Aim of the task — Give back every entry precisely as written, without any of the images.

[Image point grounding data]
========================================================================
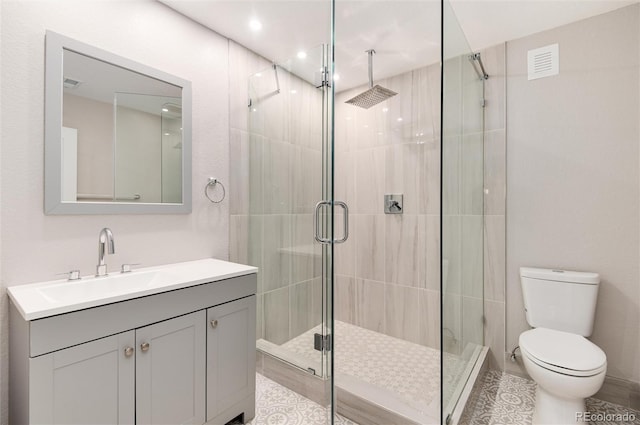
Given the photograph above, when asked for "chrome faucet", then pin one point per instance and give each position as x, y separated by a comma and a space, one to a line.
105, 240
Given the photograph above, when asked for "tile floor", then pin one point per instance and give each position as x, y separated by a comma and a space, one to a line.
408, 370
502, 399
509, 399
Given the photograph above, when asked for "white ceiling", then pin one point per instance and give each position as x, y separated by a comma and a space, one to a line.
404, 33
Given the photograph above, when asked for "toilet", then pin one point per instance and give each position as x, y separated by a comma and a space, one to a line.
567, 368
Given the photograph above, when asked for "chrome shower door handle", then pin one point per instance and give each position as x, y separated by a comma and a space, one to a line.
345, 221
316, 219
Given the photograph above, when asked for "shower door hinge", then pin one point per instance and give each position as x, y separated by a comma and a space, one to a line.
322, 342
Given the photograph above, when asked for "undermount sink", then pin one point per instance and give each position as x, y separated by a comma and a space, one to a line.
94, 288
39, 300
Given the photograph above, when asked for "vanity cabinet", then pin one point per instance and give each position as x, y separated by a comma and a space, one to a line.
181, 357
93, 380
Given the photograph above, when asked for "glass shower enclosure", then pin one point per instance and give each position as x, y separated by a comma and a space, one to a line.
394, 315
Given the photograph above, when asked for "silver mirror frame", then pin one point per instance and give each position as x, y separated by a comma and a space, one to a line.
53, 204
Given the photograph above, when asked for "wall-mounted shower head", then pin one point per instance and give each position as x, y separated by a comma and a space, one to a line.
375, 94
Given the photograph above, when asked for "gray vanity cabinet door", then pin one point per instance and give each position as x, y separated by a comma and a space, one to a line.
170, 368
231, 348
91, 383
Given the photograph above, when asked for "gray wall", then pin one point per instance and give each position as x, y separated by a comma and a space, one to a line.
573, 174
35, 246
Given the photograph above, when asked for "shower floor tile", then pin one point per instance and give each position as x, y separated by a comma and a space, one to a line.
278, 405
509, 399
409, 370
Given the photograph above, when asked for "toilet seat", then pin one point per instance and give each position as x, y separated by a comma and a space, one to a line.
563, 352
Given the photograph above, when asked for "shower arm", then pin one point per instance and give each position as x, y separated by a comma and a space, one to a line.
371, 52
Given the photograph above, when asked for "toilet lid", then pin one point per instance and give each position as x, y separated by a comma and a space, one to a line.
565, 352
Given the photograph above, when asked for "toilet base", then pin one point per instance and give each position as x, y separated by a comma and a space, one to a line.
553, 410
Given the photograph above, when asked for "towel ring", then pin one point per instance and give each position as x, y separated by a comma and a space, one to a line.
211, 183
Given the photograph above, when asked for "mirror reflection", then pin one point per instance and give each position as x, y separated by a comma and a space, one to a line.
121, 134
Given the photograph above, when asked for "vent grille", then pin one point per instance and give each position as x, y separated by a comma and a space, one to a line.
543, 62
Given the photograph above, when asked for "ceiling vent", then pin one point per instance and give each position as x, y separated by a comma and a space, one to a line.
543, 62
70, 83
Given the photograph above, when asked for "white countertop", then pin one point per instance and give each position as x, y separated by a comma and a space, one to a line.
44, 299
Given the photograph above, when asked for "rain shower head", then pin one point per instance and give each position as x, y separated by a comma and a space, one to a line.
375, 94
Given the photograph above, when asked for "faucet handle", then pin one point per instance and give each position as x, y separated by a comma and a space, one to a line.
71, 274
128, 267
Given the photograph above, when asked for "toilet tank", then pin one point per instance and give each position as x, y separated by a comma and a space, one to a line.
========================================================================
Solved problem —
Given the photograph above, when asked for "chrome faucet", then pin one point per instance and give each position as x, y separated by a comma and a space, one to a line.
105, 240
Given the photograph above, when asked for "tile floor", then pin one point per instance and give each position as x, y separated by a comma and a space, one to a line.
408, 370
502, 399
509, 399
Given the photograph above, when asked for "white ceiling", then pin one point per instance and give each position as x, y separated by a comma and a space, one to a line.
404, 33
Given the photograph above, when asked for "toilet", then pin one point per instance and give each position as x, y separated by a comma and a space, one to a line.
567, 368
Given the photograph above, when asked for "chrome shower door handle", then pin one point per instance and give each position as x, y separated by a comma and a space, one to a line.
345, 221
316, 219
Given the photograph above, when asked for "shower door hinge", then pin one point per instance and give each position as x, y separated by a comma and a space, one to a line.
322, 342
Given the photograph above, when asked for "undermount sink", then pin one point per instance and give each position as x, y separated by a comma and a space, one to a line.
94, 288
39, 300
Given the photograph above, when asked for "vanity cabinet", then pin one point per instance and give each position as x, y separated by a comma and a space, one to a line.
181, 357
93, 380
Given the photograph above, when asked for "glass shower enclosure", then pin one point per instance and give each position as x, y separated by a comma and a space, one to a line.
394, 315
Given the photograph above, when asked for "silver mirror frame", then pin one point per instance and give each position as x, y separated by a comma and a space, one to a line.
53, 204
Given the photograph above, when asked for "wall-mounted shower head", then pin one point per instance and give each position as x, y separated by a comma and a space, one to a line.
375, 94
Given the photograph above, when asked for "gray vanity cabinet door", then pin one point per instance and give each position as x, y separated by a comma and a space, one to a line.
170, 368
231, 348
91, 383
Given the photograph above, when asked for "gray wall", then pin one point per instance and give each position as x, y separated by a comma and a space, one to a line.
573, 174
35, 246
Given the photograph above, when asked for "shower floor tile", then pin one point per instance and give each position as x, y separated by a comma and a space, one to a line.
278, 405
509, 399
409, 370
Given the photograph above, when asked for "toilet seat", then pin one point per instance and give each position as x, y separated by a comma and a space, one to a line.
563, 352
Given the photograph above, when asked for "shower arm", then pin one point per instance and give each position as x, y separated by a comma and a space, one to a line.
371, 52
Given the photograph above, when asked for "toilet lid", then pin one point per instance and give each position as x, y separated by a comma and a space, one to a line.
565, 352
Given the photograph above, when asked for "toilet base", then pin one point per instance and give each position as x, y separated by a comma and a space, one to a line.
553, 410
Given the photograph above, when asked for "towel ring", then pin one point per instance and give each position as x, y separated by a comma and a space, one to a line.
211, 183
Given the photograph above, when asked for "mirror reflection", then pin one point per instance and give each position as x, y separated by a comma and a space, one to a line.
121, 134
Given the photograph above, when asked for "vent grille", then pin one point per instance and give each position as x, y separated by a comma and a space, one to a line.
543, 62
Given the photograph above, when asked for "ceiling vent", then pin one point per instance and give each position as x, y separated by a comma and a space, one to a line.
543, 62
70, 83
Given the photograph above, when asked for "white countertop", then pin one point per instance and give each position as x, y separated by a comma and a space, one to a line.
44, 299
Given the photograph above, when asked for "rain shower head", then pin one point per instance and give each position as x, y separated by a comma and a space, one to a line.
375, 94
Given the photograph above, when asked for "faucet handle", then pin one point per instance and give each position as x, y separated by a comma and a space, one to a line.
71, 274
128, 267
Given the photograph above, when asked for "toilet tank", then pin one point per instance and give each position as x, y separated by a comma and a space, one to a line.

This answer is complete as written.